- **Task directions**
List each line of the rows below that contains the string "bridge". Case counts, so match capital and lowercase letters as given.

- **Listing**
──────────

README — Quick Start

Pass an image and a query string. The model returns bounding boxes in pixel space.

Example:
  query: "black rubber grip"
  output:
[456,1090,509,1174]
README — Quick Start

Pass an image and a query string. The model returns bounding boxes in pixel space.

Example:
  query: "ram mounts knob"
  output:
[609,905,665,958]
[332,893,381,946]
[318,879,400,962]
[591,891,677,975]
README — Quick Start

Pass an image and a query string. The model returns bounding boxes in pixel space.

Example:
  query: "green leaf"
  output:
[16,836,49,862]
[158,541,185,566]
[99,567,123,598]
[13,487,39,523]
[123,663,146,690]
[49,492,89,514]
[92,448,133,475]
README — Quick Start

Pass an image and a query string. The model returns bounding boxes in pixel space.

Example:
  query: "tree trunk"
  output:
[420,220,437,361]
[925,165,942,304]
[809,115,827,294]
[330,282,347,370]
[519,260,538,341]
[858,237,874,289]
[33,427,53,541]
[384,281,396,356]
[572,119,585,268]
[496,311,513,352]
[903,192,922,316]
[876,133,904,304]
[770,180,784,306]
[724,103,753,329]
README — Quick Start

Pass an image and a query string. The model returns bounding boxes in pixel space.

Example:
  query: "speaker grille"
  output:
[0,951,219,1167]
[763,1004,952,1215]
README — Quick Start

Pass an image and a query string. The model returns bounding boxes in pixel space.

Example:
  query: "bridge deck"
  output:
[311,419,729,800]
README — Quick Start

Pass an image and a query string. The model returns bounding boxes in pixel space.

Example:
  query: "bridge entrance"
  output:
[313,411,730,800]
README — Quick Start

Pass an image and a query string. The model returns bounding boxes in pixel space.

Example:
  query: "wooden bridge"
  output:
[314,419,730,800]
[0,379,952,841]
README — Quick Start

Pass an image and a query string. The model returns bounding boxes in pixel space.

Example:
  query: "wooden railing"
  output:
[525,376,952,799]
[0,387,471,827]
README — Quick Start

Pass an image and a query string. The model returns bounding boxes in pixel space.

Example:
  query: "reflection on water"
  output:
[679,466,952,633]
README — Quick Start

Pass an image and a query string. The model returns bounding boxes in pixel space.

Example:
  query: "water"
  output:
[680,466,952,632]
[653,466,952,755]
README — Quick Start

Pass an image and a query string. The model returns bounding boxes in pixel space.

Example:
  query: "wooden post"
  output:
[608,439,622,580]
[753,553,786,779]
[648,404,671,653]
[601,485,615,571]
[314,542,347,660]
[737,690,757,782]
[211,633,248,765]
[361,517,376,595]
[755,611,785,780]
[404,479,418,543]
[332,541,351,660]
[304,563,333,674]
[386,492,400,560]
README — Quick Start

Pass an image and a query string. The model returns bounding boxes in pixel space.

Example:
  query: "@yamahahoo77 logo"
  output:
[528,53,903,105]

──────────

- **Exercise output**
  query: "bridge deck"
  query: "bridge entrance"
  query: "wooden bridge"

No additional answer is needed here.